_PROBLEM TO WORK ON_
Put the whole listing below into a two-column CSV with the headers instruction and answer, one row per instruction, with each field in double quotes and any line breaks replaced by spaces. Leave the pictures out.

☆ ☆ ☆ ☆

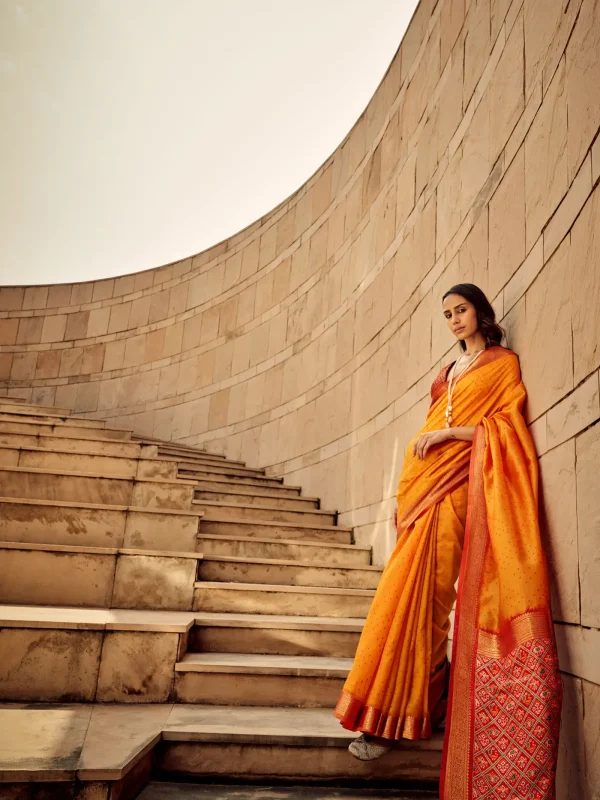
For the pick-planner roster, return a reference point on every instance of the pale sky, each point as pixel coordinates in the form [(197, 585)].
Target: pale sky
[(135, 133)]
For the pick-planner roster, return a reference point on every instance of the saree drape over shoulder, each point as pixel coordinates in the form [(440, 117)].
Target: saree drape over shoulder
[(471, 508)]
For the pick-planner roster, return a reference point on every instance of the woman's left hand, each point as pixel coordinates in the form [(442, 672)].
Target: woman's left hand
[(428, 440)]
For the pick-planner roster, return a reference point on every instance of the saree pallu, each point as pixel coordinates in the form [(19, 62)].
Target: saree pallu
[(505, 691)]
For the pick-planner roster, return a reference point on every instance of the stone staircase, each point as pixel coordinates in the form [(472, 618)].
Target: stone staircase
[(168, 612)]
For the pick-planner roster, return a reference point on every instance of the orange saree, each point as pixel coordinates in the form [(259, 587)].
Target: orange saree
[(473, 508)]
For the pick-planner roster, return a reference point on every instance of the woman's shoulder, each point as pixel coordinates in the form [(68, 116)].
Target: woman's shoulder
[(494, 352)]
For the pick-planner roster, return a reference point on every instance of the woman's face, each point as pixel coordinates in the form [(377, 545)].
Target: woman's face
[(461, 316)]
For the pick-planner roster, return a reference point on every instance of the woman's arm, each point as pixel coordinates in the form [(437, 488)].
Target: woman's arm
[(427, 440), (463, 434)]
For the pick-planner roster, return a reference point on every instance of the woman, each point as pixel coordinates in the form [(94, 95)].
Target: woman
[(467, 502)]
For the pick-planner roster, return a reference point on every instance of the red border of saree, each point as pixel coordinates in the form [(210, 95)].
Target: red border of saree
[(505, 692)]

☆ ☆ ☆ ☆

_TASK RESPONSE_
instruction,answer
"For the pick-planner roster, return a reference point on every instance of the pale sky, each point as pixel coordinates in the form [(197, 585)]. Target: pale sky","[(135, 133)]"
"For the pick-planner roster, return a reference point on every instance of the saree drape over shoulder, each point as pixel coordinates in the form [(440, 117)]. Target: saree drape over shoulder","[(471, 508)]"
"For the pick-planner roster, return a reference point on every instance of the woman's left hand, each point as pixel coordinates in the form [(442, 672)]. Target: woman's left hand","[(428, 440)]"
"For the pick-planner roster, return a reference point on every instance of the saree pallu, each point as pixel coordinates in the form [(19, 62)]. Target: saree pallu","[(505, 691)]"
"For the pick-planner roster, return a reference point on every instance of the stone staircase, each point as pixel coordinates in the form [(472, 618)]. Target: stone staircase","[(168, 612)]"
"For the pick-planner roster, return a reference point on every instance of the orange saree, each point as pixel coordinates in the form [(259, 587)]. Target: orange saree","[(473, 508)]"
"For the pick-planner roster, return a reference point on every instance of the woman's shoulder, each point as pixel coordinates in the form [(68, 116)]. Target: woman's shoulder","[(494, 352)]"
"For the pick-planner roster, return a reference point on every instance of the woman's face, each point as pixel coordinates in the form [(377, 545)]. Target: woman's face","[(461, 316)]"
"For the pick-planner roster, return a reference point on every instance of the woman's arm, each point as pixel coordinates in the form [(437, 488)]. Target: woman's arm","[(427, 440), (463, 434)]"
"For the pick-planner roster, return a reference point on every instance of the woman, each point as pixel coordinates in the form [(94, 95)]. Target: woman","[(467, 502)]"
"For the pick-planner roster, return a reference point on every instance of the red border of saree, each point as pixel coordinates in the form [(210, 95)]. Target: red border of saree","[(505, 692)]"